PAGE -
▼

Saturday, 8 May 2010

Avatar - or, James Cameron steals another three hours of my life

I don't like greatest lists, as regular readers will know. Similarly, I don't like X is the worst [blank] of all time. That said, if one were assembly a list of the worst films of all time, Titanic would certainly make my cut. I can remember few times where I have been so bored or where I have cared so little about the characters. At the time one comedian described it along the lines of "My heart will go on, and on, and on, and on.... a bit like the [expletive deleted] movie!". If I'd been in the cinema I might have walked out, as it was I was in my room at university, but since my flatmate was also watching it (and more shockingly enjoying it), there was no escape without being very rude.

That said, James Cameron has made some decent films which are often great fun: True Lies is a work of genius, in my view; both the Terminator films a full of enjoyable carnage; the first couple of Alien movies have a lot going for them. A big new sci-fi flick should therefore be right up his street, especially given he's pioneered new production techniques, etc. That seemed to be a reasonable view to take. Not to mention the fact it enjoyed tremendous success at the box office and had won awards (though, of course, both those statements could equally be made of Titanic).

This is, I'm sure I have read, but cannot find a reference as I write this, a film that Cameron first conceived while at school. Certainly this is the only charitable explanation for why the dialogue feels like it was written by a twelve year old. Particularly in the opening section, as ex-marine Jake Sully (Sam Worthington) arrives on Pandora, it really is so cringe-worthily hackneyed and bad that it has to be heard to be believed. This is a film screaming out for a competent script-doctor, though one wonders if even the likes of Joss Whedon could save it. More than that, though, the dialogue is loaded with exposition, frustratingly so as, in scenes staged to catch the audience up, characters explain to each other things that they surely already know, and know that each other know. Then, to make it topical, there's a sentence in Sully's opening narration about the recession that's hit earth which appears to have been tacked on with all the subtlety of a blue catering plaster slap bang in the middle of somebody's forehead.

▲

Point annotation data
▼

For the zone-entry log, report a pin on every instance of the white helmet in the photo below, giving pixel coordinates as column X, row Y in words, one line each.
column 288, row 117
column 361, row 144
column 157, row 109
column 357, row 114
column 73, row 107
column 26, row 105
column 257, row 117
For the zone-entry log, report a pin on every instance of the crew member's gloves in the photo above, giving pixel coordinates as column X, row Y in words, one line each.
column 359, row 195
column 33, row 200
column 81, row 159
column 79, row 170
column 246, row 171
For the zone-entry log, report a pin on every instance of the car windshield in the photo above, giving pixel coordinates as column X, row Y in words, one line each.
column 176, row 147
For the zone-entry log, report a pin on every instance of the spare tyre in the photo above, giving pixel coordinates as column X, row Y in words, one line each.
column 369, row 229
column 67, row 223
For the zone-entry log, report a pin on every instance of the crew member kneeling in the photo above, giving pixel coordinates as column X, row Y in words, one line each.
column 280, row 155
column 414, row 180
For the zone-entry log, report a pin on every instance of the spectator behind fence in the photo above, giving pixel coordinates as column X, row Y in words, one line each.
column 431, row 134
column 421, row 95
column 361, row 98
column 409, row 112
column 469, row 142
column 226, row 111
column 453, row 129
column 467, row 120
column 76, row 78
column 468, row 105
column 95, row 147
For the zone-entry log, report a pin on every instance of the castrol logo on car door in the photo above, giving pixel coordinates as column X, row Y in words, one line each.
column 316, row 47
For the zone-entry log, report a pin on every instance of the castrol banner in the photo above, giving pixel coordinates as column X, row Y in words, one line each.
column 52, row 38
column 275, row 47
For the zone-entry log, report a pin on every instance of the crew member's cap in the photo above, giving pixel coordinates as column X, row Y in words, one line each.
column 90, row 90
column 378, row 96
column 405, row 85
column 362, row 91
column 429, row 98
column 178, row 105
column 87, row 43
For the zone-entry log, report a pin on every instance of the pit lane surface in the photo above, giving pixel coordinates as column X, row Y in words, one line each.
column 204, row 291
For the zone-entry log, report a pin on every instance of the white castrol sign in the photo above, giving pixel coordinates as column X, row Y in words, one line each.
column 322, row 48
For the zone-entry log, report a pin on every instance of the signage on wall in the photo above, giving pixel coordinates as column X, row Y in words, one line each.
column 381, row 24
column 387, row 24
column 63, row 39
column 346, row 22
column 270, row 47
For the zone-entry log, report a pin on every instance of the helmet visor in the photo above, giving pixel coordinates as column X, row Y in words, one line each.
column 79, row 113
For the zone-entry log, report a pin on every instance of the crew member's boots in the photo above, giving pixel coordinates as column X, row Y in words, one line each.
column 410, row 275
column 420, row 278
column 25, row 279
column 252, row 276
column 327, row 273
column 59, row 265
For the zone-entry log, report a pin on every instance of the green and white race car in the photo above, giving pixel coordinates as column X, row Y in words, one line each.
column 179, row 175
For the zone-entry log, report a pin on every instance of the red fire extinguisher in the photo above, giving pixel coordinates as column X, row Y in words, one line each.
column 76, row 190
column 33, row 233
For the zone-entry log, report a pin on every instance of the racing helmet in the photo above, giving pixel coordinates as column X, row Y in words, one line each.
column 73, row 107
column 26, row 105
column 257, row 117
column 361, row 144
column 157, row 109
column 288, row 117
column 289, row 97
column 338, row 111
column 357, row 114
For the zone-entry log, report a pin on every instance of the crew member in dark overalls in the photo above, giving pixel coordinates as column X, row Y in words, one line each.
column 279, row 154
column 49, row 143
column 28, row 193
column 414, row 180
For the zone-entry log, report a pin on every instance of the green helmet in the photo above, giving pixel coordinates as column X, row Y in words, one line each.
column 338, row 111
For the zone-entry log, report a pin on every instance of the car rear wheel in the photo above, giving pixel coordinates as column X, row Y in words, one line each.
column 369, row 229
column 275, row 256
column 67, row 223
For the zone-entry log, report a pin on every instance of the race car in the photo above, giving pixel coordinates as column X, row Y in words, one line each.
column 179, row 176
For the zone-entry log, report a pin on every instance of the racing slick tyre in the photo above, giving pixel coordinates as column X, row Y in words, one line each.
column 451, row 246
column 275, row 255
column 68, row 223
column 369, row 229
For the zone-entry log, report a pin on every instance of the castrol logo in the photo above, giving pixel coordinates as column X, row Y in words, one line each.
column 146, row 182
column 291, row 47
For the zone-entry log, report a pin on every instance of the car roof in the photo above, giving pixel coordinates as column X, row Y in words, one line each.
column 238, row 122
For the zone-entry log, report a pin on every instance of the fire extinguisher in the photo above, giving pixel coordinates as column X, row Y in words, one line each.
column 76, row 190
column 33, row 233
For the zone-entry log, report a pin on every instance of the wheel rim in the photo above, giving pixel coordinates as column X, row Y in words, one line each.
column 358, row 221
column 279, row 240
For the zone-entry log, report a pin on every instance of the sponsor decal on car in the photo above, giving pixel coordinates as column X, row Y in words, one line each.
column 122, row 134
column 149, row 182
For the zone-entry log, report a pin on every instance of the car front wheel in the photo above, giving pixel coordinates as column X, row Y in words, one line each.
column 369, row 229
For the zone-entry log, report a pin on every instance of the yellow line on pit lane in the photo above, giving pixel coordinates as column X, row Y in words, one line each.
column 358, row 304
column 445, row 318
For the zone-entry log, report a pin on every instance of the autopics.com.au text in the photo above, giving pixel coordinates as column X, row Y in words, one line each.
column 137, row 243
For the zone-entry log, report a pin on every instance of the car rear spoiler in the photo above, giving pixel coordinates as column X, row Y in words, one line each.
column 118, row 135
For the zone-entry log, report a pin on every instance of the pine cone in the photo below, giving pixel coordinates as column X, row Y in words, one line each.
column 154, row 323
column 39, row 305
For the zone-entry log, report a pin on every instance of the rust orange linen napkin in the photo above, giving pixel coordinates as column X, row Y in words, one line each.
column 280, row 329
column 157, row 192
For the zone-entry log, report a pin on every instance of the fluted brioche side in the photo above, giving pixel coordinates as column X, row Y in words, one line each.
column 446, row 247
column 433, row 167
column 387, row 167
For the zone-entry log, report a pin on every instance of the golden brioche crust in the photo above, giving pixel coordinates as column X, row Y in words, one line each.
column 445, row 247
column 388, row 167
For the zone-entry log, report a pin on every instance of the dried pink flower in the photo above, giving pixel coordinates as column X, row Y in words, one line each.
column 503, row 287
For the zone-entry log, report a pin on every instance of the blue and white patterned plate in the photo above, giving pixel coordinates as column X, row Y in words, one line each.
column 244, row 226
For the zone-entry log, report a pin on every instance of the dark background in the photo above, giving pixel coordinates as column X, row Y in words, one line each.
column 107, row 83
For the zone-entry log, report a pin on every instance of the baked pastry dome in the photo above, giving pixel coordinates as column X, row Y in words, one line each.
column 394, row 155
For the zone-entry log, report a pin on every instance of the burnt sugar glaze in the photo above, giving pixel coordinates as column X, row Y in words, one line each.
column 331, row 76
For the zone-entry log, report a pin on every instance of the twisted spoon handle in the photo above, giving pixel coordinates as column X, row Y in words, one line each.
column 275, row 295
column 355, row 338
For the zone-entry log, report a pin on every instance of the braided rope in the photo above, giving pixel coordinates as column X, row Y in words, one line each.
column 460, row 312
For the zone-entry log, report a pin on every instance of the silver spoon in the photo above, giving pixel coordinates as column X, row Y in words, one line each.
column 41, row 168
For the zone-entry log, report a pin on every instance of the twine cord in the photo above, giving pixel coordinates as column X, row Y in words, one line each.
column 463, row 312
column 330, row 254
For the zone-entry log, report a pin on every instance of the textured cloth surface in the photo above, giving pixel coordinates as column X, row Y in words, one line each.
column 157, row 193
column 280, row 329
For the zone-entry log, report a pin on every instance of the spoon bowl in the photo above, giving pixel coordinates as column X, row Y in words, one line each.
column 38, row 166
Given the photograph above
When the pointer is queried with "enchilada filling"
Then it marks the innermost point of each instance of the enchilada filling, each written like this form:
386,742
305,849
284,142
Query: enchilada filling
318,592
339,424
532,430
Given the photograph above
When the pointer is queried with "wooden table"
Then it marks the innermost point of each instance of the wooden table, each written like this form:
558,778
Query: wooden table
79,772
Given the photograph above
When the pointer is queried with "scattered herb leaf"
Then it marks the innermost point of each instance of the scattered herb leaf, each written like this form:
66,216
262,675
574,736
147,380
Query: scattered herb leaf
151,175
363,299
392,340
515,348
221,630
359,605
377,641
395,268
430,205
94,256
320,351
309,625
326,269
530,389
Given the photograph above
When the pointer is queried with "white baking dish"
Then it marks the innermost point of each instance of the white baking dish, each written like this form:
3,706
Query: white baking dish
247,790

▲
▼

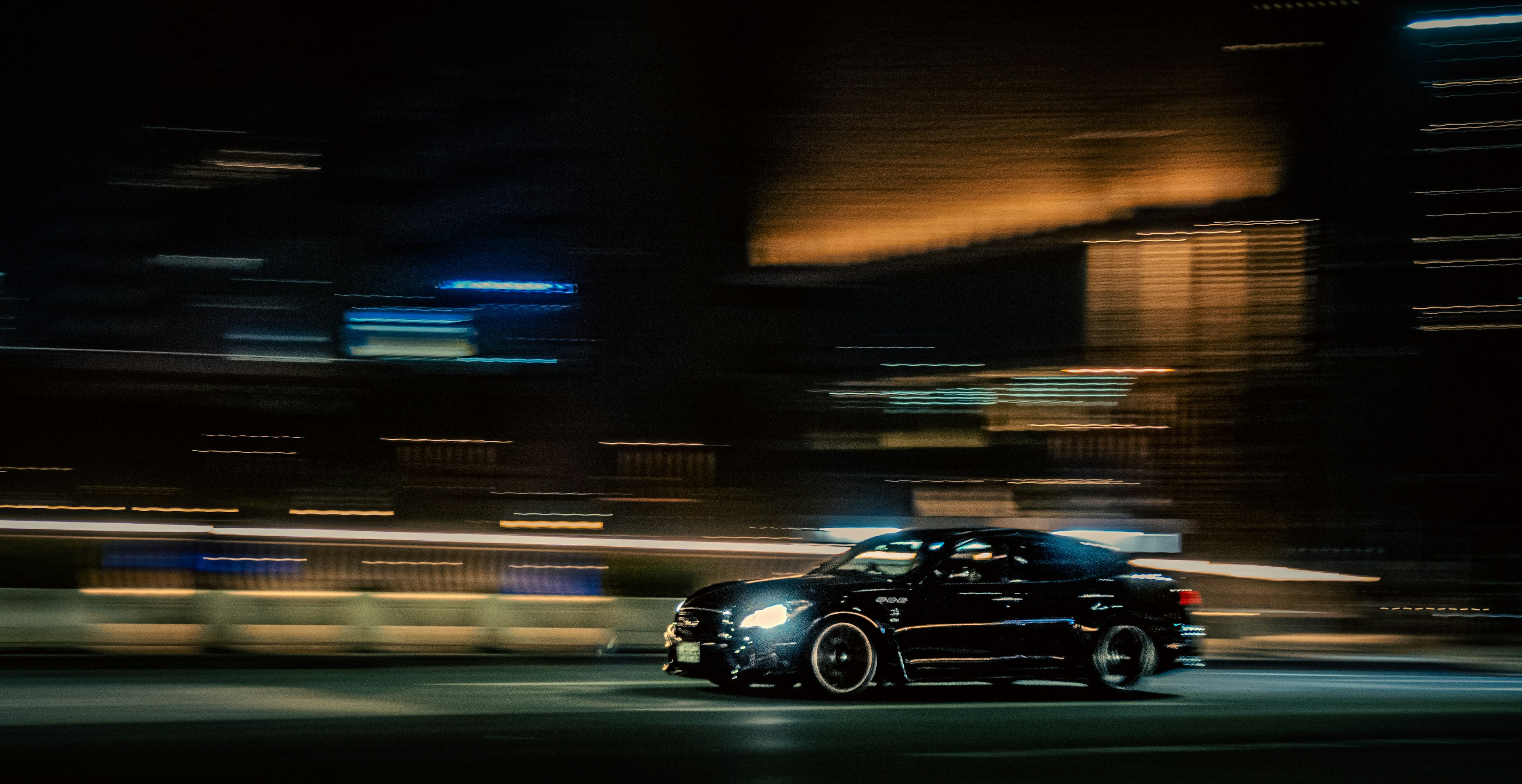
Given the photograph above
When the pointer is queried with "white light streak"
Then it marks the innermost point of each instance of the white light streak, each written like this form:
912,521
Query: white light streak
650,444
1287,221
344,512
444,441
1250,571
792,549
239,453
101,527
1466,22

▲

TASK REQUIREMENTS -
(1) Which James Cameron film does the Avatar review call a work of genius?
(2) In one to three sentences, explain why, according to the Avatar review, the writer sat through all of Titanic instead of leaving.
(3) Please return everything in the Avatar review from "Avatar - or, James" down to "being very rude.", word for word.

ANSWERS FOR THE TASKS -
(1) True Lies.

(2) The writer was watching it in a room at university, not in a cinema, and a flatmate was watching it too and enjoying it. Leaving would have been very rude.

(3)
Avatar - or, James Cameron steals another three hours of my life

I don't like greatest lists, as regular readers will know. Similarly, I don't like X is the worst [blank] of all time. That said, if one were assembly a list of the worst films of all time, Titanic would certainly make my cut. I can remember few times where I have been so bored or where I have cared so little about the characters. At the time one comedian described it along the lines of "My heart will go on, and on, and on, and on.... a bit like the [expletive deleted] movie!". If I'd been in the cinema I might have walked out, as it was I was in my room at university, but since my flatmate was also watching it (and more shockingly enjoying it), there was no escape without being very rude.